## [STATED TASK]
Every line from the one with "Exercise. Point out every instance of the bearded" through the end of the records below should be restated word for word, and nothing outside that span.

## [SOURCE RECORDS]
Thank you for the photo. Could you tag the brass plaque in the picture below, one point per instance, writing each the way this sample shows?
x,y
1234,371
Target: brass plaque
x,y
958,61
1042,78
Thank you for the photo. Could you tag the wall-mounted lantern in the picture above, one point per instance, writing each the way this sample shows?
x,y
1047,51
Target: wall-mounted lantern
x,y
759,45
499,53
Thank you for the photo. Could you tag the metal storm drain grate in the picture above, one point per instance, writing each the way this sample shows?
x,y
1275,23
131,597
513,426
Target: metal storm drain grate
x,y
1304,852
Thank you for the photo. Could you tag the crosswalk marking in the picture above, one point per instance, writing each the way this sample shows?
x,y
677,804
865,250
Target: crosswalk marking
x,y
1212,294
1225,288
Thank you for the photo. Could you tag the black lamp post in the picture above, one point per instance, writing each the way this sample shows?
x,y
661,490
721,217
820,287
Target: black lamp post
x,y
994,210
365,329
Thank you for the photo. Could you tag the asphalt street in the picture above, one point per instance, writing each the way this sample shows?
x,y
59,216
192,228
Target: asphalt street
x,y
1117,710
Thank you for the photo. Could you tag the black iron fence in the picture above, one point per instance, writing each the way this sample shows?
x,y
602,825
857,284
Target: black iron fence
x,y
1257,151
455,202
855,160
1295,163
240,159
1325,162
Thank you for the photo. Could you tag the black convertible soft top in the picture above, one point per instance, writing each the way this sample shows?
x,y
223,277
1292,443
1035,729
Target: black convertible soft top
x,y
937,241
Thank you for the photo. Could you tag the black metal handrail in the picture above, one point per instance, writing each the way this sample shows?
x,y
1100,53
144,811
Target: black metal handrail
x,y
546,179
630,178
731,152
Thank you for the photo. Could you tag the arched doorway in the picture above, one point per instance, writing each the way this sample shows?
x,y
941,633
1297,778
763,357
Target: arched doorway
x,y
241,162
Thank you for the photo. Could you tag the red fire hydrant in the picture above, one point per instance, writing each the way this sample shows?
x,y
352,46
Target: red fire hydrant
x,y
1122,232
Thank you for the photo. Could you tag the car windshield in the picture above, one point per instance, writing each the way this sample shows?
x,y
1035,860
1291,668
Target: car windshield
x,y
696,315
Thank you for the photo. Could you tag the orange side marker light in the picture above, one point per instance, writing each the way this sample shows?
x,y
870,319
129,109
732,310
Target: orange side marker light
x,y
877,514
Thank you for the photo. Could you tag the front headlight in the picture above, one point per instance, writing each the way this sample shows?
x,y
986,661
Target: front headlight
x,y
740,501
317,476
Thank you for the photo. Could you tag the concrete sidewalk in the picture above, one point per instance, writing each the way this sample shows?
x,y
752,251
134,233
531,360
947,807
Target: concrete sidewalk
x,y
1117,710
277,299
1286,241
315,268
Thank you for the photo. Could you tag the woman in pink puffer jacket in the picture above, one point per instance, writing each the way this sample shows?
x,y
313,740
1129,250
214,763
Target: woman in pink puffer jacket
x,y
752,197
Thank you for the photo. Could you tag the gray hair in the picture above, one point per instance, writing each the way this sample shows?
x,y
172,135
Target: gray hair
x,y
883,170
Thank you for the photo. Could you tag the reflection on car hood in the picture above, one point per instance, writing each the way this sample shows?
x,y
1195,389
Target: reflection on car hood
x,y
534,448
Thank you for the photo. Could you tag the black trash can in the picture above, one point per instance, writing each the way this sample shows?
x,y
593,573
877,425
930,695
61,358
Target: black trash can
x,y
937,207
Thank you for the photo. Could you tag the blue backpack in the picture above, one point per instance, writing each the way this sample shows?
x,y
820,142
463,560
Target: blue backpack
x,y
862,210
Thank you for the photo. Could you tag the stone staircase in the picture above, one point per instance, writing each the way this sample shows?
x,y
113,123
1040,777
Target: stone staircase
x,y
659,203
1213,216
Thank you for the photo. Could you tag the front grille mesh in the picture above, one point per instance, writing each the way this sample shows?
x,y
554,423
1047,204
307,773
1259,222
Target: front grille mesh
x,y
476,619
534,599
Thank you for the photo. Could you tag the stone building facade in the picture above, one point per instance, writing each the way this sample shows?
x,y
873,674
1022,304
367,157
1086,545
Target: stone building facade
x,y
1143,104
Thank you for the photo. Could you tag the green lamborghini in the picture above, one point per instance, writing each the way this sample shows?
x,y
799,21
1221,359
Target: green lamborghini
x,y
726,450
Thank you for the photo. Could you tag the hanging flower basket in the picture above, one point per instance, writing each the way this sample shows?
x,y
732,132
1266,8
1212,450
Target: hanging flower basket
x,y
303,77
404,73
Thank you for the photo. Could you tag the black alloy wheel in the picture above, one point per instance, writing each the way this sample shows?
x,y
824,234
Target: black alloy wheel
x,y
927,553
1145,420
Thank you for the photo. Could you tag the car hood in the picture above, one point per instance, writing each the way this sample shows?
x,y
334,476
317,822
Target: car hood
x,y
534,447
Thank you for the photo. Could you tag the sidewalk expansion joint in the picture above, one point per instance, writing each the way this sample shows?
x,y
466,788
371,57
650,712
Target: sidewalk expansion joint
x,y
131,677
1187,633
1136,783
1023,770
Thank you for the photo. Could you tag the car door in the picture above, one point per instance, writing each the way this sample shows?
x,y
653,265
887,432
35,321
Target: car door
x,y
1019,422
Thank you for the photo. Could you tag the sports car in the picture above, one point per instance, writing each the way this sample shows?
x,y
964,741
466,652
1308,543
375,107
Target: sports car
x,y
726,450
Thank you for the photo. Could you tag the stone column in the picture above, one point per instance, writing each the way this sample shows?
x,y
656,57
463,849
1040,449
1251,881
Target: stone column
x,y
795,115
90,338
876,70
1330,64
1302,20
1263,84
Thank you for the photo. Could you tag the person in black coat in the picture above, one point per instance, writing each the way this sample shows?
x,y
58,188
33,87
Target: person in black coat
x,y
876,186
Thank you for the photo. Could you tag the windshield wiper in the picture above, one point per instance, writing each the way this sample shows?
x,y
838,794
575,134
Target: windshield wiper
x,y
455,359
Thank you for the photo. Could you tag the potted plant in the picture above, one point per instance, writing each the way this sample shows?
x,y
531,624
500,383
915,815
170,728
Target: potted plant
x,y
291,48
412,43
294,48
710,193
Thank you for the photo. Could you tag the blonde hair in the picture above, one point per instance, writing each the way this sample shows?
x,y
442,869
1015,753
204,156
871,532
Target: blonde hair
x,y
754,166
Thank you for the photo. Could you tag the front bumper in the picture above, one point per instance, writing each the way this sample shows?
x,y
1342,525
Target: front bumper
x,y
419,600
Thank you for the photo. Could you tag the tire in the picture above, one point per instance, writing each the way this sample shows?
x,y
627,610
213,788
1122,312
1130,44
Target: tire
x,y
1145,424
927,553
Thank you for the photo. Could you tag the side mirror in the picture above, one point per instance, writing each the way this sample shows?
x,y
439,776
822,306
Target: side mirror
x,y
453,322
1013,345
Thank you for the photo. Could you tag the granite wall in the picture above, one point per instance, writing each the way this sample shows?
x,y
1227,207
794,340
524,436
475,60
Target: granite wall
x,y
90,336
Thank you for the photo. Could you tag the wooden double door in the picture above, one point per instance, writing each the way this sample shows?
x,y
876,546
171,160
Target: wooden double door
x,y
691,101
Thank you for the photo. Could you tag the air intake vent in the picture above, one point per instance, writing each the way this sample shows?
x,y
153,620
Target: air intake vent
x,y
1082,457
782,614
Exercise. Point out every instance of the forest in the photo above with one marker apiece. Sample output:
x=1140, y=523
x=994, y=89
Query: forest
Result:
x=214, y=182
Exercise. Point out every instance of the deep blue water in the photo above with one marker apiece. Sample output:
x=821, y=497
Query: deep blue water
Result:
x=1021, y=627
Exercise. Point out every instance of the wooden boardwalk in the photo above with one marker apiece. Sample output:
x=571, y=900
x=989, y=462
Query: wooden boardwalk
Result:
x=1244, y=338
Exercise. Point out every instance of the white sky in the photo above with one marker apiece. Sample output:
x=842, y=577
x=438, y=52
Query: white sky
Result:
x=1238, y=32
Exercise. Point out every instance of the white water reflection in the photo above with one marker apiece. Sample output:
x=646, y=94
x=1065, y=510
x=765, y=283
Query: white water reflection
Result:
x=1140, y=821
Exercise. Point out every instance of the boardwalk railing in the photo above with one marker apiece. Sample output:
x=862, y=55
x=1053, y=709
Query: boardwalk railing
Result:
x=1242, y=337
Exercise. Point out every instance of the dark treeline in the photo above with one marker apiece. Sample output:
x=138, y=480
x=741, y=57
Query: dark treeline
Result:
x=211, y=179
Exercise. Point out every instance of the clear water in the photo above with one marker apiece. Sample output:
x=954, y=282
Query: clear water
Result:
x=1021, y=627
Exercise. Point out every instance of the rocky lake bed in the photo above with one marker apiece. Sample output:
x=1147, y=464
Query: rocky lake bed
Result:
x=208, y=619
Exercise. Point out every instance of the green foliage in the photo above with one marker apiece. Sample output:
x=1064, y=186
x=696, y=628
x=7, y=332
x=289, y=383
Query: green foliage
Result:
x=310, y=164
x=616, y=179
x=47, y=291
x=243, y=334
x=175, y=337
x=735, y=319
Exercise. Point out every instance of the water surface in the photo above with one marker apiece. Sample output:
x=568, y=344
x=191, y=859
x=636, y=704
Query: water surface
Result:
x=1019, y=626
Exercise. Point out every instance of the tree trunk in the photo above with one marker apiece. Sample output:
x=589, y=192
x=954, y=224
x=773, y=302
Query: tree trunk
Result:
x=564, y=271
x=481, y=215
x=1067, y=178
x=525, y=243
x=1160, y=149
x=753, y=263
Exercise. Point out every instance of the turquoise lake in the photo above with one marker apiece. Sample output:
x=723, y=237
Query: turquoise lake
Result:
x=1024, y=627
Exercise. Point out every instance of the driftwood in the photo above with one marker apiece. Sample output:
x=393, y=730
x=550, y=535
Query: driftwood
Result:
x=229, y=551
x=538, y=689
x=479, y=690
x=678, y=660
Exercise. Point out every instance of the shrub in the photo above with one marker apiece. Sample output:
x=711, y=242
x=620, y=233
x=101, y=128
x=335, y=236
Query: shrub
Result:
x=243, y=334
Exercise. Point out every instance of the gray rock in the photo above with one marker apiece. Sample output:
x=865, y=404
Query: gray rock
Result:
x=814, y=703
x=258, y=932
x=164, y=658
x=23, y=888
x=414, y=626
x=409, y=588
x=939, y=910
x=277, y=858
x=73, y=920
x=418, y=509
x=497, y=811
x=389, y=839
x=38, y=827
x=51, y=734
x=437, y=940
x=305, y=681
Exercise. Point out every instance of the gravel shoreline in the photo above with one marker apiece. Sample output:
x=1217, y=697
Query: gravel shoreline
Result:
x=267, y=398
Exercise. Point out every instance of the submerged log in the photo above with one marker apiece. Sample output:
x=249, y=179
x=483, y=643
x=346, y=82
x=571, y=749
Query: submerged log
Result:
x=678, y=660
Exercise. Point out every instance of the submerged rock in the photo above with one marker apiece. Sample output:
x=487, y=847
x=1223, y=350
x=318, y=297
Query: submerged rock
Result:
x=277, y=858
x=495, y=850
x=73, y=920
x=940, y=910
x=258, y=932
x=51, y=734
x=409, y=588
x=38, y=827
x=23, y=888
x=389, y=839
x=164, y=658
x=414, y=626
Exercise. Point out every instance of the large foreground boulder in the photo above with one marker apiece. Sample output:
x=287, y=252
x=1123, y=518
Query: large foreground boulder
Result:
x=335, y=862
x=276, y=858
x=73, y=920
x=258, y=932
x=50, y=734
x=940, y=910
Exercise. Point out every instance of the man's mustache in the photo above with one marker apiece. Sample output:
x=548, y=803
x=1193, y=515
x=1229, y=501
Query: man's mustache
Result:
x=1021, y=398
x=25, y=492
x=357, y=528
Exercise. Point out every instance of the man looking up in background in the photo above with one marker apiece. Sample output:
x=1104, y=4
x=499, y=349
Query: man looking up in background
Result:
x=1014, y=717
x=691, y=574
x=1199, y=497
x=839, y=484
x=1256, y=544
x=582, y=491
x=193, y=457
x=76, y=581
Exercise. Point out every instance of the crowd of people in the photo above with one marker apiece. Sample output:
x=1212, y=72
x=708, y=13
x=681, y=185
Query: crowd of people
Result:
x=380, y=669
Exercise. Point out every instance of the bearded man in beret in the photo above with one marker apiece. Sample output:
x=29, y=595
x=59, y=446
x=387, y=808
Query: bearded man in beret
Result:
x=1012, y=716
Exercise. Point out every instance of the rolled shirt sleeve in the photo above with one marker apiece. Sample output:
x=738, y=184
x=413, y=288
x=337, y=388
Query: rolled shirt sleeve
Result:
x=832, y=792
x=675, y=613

## [SOLUTION]
Exercise. Point out every instance of the bearded man in beret in the photo above with one marker apiece. Sample output:
x=29, y=595
x=59, y=446
x=387, y=808
Query: bearded man in beret
Result:
x=1012, y=716
Exercise. Point out every instance of the rolled shirt sleeve in the photo above with one marker apiece. Sample output:
x=738, y=184
x=413, y=288
x=337, y=388
Query: rolled shirt sleeve
Result:
x=832, y=792
x=675, y=613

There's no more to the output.